## [PROBLEM STATEMENT]
Which lines in the records below contain the word "branch"? Copy each one.

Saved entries
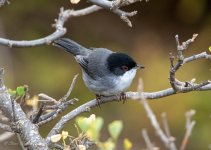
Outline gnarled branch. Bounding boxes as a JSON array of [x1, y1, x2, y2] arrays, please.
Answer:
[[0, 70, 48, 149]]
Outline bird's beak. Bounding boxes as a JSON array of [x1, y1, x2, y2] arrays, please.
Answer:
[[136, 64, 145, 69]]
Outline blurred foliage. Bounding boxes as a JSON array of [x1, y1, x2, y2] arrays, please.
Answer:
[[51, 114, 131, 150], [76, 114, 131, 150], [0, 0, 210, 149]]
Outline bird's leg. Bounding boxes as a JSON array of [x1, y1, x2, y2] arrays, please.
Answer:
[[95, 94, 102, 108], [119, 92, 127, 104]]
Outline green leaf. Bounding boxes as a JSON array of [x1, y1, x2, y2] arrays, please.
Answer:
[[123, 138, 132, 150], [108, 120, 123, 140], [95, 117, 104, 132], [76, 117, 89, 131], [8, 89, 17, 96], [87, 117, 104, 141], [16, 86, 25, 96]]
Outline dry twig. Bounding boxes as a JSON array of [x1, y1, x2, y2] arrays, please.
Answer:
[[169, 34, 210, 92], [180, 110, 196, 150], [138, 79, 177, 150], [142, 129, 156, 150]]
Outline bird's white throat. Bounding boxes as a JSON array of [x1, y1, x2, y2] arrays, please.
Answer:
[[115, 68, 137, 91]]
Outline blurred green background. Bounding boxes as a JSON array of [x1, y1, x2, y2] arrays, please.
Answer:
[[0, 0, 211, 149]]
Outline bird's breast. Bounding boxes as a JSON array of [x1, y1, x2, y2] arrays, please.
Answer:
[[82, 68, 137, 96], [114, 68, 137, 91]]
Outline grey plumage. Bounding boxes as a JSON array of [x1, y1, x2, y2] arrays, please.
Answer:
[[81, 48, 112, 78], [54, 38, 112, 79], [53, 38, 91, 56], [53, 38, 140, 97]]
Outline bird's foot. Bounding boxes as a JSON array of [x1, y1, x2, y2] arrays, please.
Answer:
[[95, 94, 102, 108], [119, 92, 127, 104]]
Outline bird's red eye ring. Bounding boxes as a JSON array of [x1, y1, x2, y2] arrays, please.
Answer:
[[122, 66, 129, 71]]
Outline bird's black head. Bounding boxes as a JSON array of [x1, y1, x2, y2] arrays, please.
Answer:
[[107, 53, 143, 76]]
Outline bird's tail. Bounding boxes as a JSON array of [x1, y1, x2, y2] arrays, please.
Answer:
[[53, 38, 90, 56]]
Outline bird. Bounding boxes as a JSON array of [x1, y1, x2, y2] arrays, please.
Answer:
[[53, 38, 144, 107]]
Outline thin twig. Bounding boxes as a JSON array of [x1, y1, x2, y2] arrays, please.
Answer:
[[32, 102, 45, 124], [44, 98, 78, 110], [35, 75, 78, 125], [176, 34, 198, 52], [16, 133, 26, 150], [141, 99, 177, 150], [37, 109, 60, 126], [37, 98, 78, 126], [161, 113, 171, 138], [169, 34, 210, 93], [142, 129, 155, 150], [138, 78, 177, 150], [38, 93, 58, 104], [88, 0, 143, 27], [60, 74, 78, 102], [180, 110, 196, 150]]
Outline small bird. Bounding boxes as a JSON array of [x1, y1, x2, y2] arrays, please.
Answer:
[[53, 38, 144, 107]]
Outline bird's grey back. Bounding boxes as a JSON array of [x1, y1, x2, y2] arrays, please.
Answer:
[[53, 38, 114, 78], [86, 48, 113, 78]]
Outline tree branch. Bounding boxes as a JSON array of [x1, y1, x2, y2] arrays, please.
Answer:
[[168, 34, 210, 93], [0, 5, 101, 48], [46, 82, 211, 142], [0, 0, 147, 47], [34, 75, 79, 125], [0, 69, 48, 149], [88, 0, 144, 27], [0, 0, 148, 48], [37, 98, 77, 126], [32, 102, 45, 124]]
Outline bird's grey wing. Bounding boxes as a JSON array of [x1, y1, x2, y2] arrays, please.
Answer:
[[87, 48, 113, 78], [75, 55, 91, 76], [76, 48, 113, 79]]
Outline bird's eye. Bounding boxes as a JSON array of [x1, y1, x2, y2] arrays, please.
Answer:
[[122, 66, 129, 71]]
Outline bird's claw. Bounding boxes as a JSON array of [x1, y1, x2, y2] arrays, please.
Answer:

## [ANSWER BELOW]
Outline gnarled branch. Bounding boxes as a JSON array of [x1, y1, x2, y2] arrays, please.
Outline tree branch. Bounding boxes as a JSON array of [x1, y1, x2, y2] arrays, please.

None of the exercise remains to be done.